■ Written request A
State how many lines of the listing contain the string "roof", giving only the number.

■ Provided text

>> begin

Court of Appeals of Ohio, Second District, Montgomery County
Aug 4, 2000
C.A. Case No. 18232, T.C. Case No. 00-CR-26 (Ohio Ct. App. Aug. 4, 2000)

Summary

recognizing that a person temporarily detained for a Terry stop is not "in custody" for purposes of Miranda

Summary of this case from State v. Whitten

Opinion

C.A. Case No. 18232, T.C. Case No. 00-CR-26.

Rendered August 4, 2000.

MATHIAS H. HECK, JR., Prosecuting Attorney, By: TODD T. DUWEL, Assistant Prosecuting Attorney, Appellate Division, P.O. Box 972, 301 West Third Street, Dayton, Ohio 45422, Atty. Reg. #0069904, Attorneys for Plaintiff-Appellant.

ARVIN S. MILLER, Assistant Public Defender, Law Office of the Public Defender, 14 West Fourth Street, Suite 400, Dayton, Ohio 45422, Atty. Reg. #0016355, Attorney for Defendant-Appellee.


OPINION


The State of Ohio appeals the decision of the Montgomery County Court of Common Pleas to suppress evidence seized in a search of Defendant-Appellee John Healy, Jr., pursuant to Crim R. 12 (J).

The events in question occurred at approximately 8:30 p.m. on January 1, 2000. On that evening, Officer Gregory J. Gaier was conducting surveillance on a house located at 105 Alberta Street in Dayton. Officer Gaier was part of the uniformed section of the Dayton Police Department's drug unit, which investigated reports of drug activity throughout the City of Dayton. The unit had received several reports of drug activity at 105 Alberta Street. Prior to the night in question, the police had arrested several people connected to the house for drugs.

On or about 8:30 p.m., Officer Gaier was watching the house at 105 Alberta Street and observed the Defendant enter the house. According to Officer Gaier's testimony, the Defendant then exited the house one (1) to three (3) minutes later. Officer Gaier lost sight of the Defendant as he walked away from the house. At that point, Officer Gaier relayed a description of the Defendant to the mobile police units in the area.

Officers Timothy Braun and Kevin Philips, also on duty that evening, received Officer Gaier's radio transmission in their police cruiser. Officer Braun exited the cruiser and observed an individual matching Officer Gaier's description of Defendant walking towards him on Brown Street. Officer Braun then approached the Defendant. The sequence of the following events is unclear from the record but it appears Officer Braun advised the Defendant he had been observed coming from a known drug house and that he [Officer Braun] was going to pat the Defendant down for officer safety. Officer Braun told the Defendant to keep his hands down to the side. Officer Braun grabbed the back of Defendant's pants and physically escorted the Defendant back to the police cruiser.

Officer Philips met Officer Braun and Defendant when they reached the cruiser. Officer Braun then began to pat down Defendant's outer clothing. Officer Braun testified he conducted the pat-down search because he did not know the individual and did not know if he had "any weapons or anything" on him. According to the testimony of both Officer Braun and Officer Phillips, the Defendant was not under arrest at this point but he was not free to leave. The police officers did not inform the Defendant of his Miranda rights at this point.

>> end

■ Material provided

>> begin

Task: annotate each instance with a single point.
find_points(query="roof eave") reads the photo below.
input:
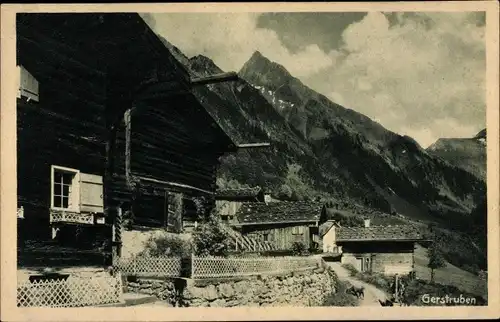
(376, 240)
(313, 221)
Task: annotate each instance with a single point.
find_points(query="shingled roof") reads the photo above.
(378, 233)
(279, 212)
(239, 193)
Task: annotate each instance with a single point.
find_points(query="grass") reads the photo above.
(450, 275)
(379, 280)
(340, 297)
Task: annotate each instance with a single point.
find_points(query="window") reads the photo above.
(65, 188)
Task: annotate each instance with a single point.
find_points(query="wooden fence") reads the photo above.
(77, 292)
(212, 267)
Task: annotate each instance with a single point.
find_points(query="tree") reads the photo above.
(436, 260)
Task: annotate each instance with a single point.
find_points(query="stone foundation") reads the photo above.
(306, 288)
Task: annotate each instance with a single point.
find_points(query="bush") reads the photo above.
(379, 280)
(210, 239)
(340, 297)
(298, 248)
(352, 270)
(168, 245)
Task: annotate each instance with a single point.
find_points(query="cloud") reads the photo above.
(420, 74)
(423, 75)
(231, 38)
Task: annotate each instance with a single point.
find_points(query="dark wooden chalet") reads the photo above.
(282, 223)
(108, 128)
(378, 249)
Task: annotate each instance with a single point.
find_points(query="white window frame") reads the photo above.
(75, 188)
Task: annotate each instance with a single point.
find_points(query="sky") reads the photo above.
(420, 74)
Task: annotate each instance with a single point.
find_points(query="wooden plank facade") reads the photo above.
(282, 223)
(283, 235)
(387, 257)
(114, 108)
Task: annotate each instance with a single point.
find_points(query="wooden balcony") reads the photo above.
(70, 217)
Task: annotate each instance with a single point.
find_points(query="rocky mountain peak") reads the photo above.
(481, 135)
(200, 63)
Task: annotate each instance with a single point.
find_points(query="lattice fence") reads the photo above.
(203, 267)
(75, 292)
(150, 266)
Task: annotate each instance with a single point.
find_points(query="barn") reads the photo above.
(376, 249)
(106, 131)
(229, 201)
(282, 223)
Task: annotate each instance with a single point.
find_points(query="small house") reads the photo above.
(378, 249)
(282, 223)
(229, 201)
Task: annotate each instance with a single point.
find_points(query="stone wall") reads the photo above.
(306, 288)
(134, 241)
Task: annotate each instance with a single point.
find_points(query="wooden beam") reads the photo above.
(128, 127)
(173, 184)
(253, 145)
(219, 78)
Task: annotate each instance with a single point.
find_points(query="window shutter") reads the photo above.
(28, 85)
(91, 193)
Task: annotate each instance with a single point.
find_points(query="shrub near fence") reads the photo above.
(145, 265)
(76, 292)
(206, 267)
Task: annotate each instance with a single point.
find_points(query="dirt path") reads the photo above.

>> end

■ Written request B
Rewrite the portion of the Ohio appellate opinion from "Summary of this" to "Attorney for Defendant-Appellee.", replacing "Rendered" with "Issued".

■ Final answer A
2

■ Final answer B
Summary of this case from State v. Whitten

Opinion

C.A. Case No. 18232, T.C. Case No. 00-CR-26.

Issued August 4, 2000.

MATHIAS H. HECK, JR., Prosecuting Attorney, By: TODD T. DUWEL, Assistant Prosecuting Attorney, Appellate Division, P.O. Box 972, 301 West Third Street, Dayton, Ohio 45422, Atty. Reg. #0069904, Attorneys for Plaintiff-Appellant.

ARVIN S. MILLER, Assistant Public Defender, Law Office of the Public Defender, 14 West Fourth Street, Suite 400, Dayton, Ohio 45422, Atty. Reg. #0016355, Attorney for Defendant-Appellee.